**** TEXT

The psychologist has often been seen as the gatekeeper, since the psychological assessment and diagnostic process determine who could access gender affirming healthcare. The repercussions of this paternalistic model have severe consequences within the TGD mental healthcare field, as many clients do not trust the clinician and see the psychologist as a person wielding too much control and power.
WPATH (2011) Standards of Care–7 (SOC-7) states that psychotherapy is not essential before accessing gender affirming hormonal treatment and/or surgery highlighting a preference for the informed consent approach. The patient’s understanding of the physical and psychological benefits, limitations and risks of gender affirming healthcare, the possible psychosocial implications, as well as the ability to consent underpin the informed consent approach (APA, 2015; WPATH, 2011).
This approach has contributed to a participatory model in mental healthcare. The psychologist explores with the client their reasons for accessing gender affirming healthcare as well as viewing the client as the expert regarding their own lives. The psychologist can also play an important role as the TGD person transitions. Not only will the person experience physical changes but also mental and emotional fluctuations. The person may also experience changes within their relationships (romantic and sexual attractions may shift) and interactions in certain contexts. The client might also experience feelings of loss and the psychologist and/or counsellor can play an essential role as the person goes through a stage of bereavement (McLachlan, 2010).
Often the psychologist advocates (WPATH, 2011) on behalf of their TGD client in the following areas: access to gender affirming healthcare, gender marker change at the government department responsible for the registration of citizens (in South Africa the Department of Home Affairs) within the workplace, the community context, as well as in the client’s family structure. The psychologist can also support the significant other, children, and family members through the process of transition and by providing relevant information. Support groups have played an important role in the world of trans healthcare and offer the opportunity for TGD people to explore their gender identity and express their gender role. The group can also share valuable information including their own lived experience in the gendered world.

********

● **LIST OF TASKS**:
(1) List every cited source in the passage on the psychologist's role, giving each author or organization with its year once.
(2) Render this sentence from the passage on the psychologist's role in Spanish: "The psychologist can also play an important role as the TGD person transitions."
(3) Carry on the passage on the psychologist's role from its final sentence.

**** GIVEN DATA

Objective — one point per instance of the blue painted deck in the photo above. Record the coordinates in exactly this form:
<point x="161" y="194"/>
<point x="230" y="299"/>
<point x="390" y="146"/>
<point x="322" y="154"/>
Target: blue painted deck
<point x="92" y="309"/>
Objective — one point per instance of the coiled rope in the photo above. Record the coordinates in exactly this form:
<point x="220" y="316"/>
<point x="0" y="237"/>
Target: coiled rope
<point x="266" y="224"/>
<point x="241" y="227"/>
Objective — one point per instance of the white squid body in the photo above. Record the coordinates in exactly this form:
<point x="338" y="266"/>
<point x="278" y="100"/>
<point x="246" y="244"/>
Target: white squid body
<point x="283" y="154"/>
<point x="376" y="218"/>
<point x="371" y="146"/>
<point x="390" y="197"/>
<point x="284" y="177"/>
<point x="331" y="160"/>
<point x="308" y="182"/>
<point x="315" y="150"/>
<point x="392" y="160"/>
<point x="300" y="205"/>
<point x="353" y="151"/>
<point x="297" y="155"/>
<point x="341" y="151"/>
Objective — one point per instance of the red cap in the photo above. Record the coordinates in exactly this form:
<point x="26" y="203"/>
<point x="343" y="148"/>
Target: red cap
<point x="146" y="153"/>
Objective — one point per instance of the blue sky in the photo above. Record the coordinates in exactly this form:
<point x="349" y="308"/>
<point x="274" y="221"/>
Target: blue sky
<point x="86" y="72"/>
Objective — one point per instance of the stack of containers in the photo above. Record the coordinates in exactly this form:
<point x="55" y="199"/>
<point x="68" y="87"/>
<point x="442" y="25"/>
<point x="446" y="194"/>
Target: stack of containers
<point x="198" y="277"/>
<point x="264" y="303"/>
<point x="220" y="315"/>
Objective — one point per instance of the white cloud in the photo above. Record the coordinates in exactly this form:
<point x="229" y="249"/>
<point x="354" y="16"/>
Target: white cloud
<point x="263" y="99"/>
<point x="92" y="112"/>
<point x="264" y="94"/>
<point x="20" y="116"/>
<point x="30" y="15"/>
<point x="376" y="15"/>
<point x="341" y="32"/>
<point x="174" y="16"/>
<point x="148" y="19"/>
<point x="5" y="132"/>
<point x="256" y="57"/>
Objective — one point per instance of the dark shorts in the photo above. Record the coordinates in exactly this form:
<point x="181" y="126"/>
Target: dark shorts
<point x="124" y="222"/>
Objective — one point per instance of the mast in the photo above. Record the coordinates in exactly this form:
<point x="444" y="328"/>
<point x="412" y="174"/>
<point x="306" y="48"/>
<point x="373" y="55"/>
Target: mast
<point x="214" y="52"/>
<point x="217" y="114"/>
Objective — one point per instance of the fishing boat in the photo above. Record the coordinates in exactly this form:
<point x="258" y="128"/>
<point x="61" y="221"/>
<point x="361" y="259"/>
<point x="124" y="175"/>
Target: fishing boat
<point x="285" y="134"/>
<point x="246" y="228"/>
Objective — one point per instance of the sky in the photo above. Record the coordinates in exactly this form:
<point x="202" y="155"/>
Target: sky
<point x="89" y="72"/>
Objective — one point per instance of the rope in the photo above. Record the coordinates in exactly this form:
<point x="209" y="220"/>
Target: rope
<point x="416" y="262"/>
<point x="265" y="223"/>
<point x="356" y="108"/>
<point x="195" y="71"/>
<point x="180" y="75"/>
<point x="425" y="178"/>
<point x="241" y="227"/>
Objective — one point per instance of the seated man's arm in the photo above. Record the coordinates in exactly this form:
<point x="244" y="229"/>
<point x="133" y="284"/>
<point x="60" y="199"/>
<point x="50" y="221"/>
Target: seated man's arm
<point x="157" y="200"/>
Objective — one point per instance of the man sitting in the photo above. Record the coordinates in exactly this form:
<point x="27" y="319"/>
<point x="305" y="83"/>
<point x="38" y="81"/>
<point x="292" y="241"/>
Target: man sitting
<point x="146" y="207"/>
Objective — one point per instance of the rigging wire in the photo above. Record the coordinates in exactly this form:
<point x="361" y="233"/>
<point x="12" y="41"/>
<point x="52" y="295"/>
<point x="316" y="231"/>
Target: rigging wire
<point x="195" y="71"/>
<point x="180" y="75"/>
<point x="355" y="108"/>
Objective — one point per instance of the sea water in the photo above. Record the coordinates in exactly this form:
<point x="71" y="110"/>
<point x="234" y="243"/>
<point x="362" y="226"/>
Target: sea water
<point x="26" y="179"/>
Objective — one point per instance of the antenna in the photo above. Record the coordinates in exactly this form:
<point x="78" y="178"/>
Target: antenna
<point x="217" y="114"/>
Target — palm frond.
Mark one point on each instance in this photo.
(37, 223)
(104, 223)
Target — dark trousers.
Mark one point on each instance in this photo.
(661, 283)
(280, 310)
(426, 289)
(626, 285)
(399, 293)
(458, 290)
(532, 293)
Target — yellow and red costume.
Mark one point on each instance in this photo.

********

● **EXPECTED RESULTS**:
(1)
WPATH (2011)
APA (2015)
McLachlan (2010)

(2) El psicólogo también puede desempeñar un papel importante a medida que la persona TGD transita.

(3)
Mental health professionals can contribute to the world of trans healthcare through research, training, advocacy, and policy development (WPATH, 2011). The psychologist needs to be aware of the ethical guidelines, as well as being involved in continued professional development in this fast-evolving field. PsySSA’s affirmative stance on sexual and gender diversity, as well as the newly developed guidelines (PsySSA, 2017), can support the psychological professional working in this field.
Conclusion
Although the field of trans and gender diverse healthcare is still in its infancy in South Africa, research opportunities are vast, as the experience and narratives of African trans and gender diverse persons need to be shared. As psychologists and their clients explore the gender binary, the psychologist can support clients’ coming into being through embracing their own gender identity. Research indicates that through accessing gender affirming care, the trans and gender diverse client is able to alleviate gender dysphoria and live a more fulfilling life. As psychologists, we are advocates for our clients and can challenge institutional obstacles and unwelcoming spaces.